## Begin SOURCE TEXT
Thursday, 24 April 2014
11:47

Prince Puts Marbella Villa Up for Sale

SELLER: Prince
LOCATION: (West of) Marbella, Malaga Province, Andalusia, Spain
PRICE: £4,613,800
SIZE: 5,900 square meters, 6 bedrooms, 6 bathrooms

YOUR MAMAS NOTES: This morning Your Mama awoke to a kindly communique from a fancy-schmancy P.R. lady in London who thoughtfully let us know via press release that His Not-Actually-Royal Music Industry Highness Prince put an characteristically lavish estate he owns in Marbella—that's on the Mediterranean coast in the south of Spain for all the geographically challenged—up for sale with an asking price of £4,613,800. (Our currency conversion contraption indicates that amount equals, €5,5,609,420, $7,753,080 or 15,973 Bitcoins.)

So goes the story as told in the press release, Mister Prince originally acquired the hill topping estate in 1998 as a wedding gift for his then wife, Mayte Garcia. Their intertwined monograms appear throughout the property, which may or may not thrill the next owner, and there is an "enormous portrait of the couple in the main hall." (That isn't something everyone wants prominently displayed in their foyer, a posed portrait of Prince and his first wife? No?) The press release goes on to say that after the sudden death of his week-old son and the subsequent breakdown of his marriage, Mister Prince, "resolved never to set foot in the house again." Miz Mayte, on the other hand, apparently made "occasional use of it at weekends."*

Online listing details show the two-story, flesh-toned and marble balustraded villa sits down a long private drive on a 5,900 square meter parcel—that's about 1.46 acres as per Your Mama's rudimentary tabulations—west of Marbella in the wealthy hills of El Paraíso. (A smokey-voice real estate agent gives a video tour of the property here.)
## End SOURCE TEXT
## Begin EXTRACTED RECORDS
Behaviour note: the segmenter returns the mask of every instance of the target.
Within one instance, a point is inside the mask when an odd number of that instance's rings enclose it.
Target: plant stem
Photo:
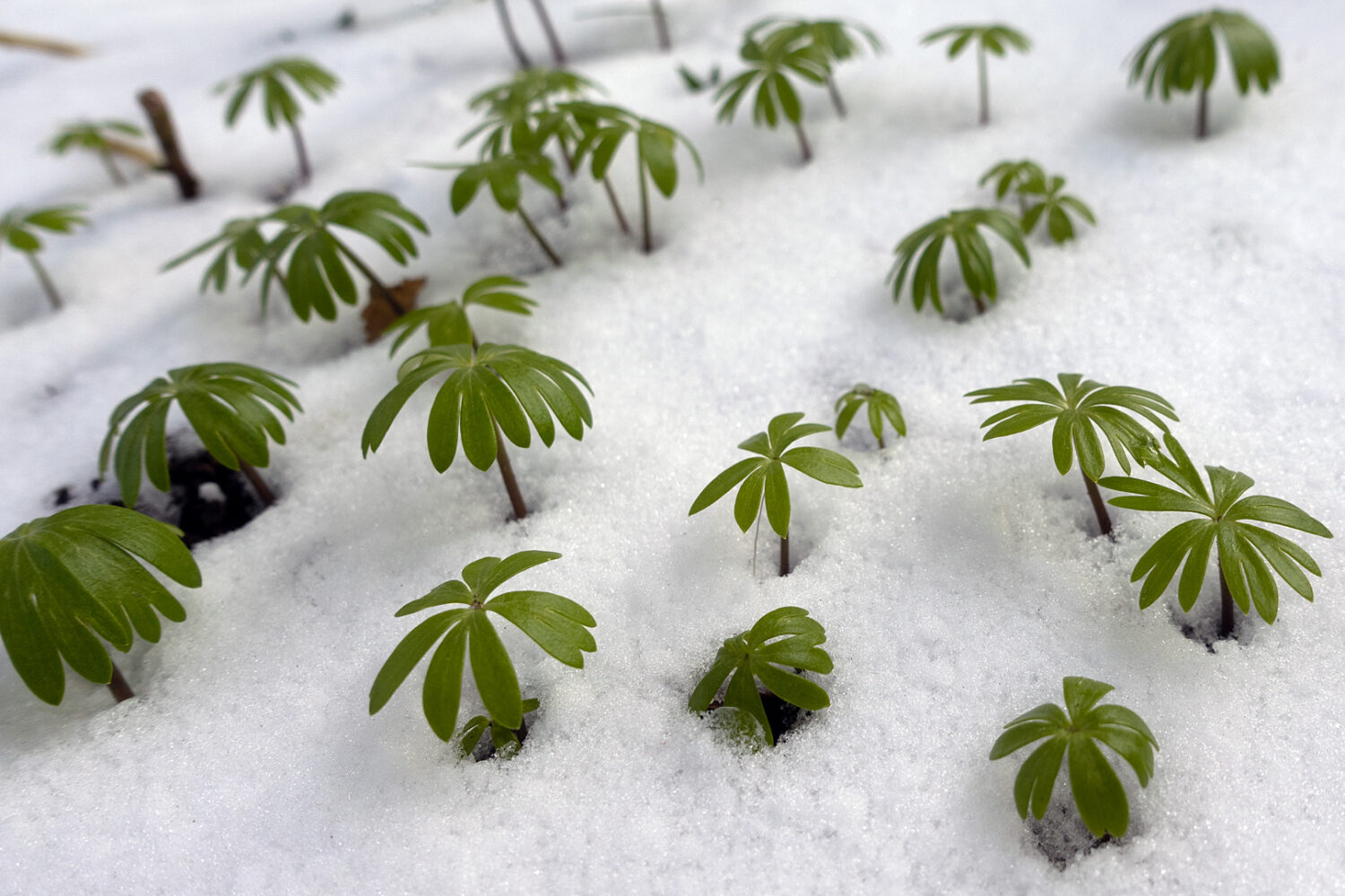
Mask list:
## End EXTRACTED RECORDS
== WRITTEN EXERCISE A ==
Answer from the villa post:
(i) What asking price is given for the villa in pounds?
(ii) In what year did Prince acquire the estate?
(iii) About how many acres is the parcel, by the post's own reckoning?
== WRITTEN EXERCISE B ==
Echo the rows in Block 1 line for line, from "Behaviour note" through "Mask list:", leaving out the picture.
The rows are unrelated to the villa post.

== TASK RESULT A ==
(i) £4,613,800
(ii) 1998
(iii) About 1.46 acres

== TASK RESULT B ==
Behaviour note: the segmenter returns the mask of every instance of the target.
Within one instance, a point is inside the mask when an odd number of that instance's rings enclose it.
Target: plant stem
Photo:
Mask list:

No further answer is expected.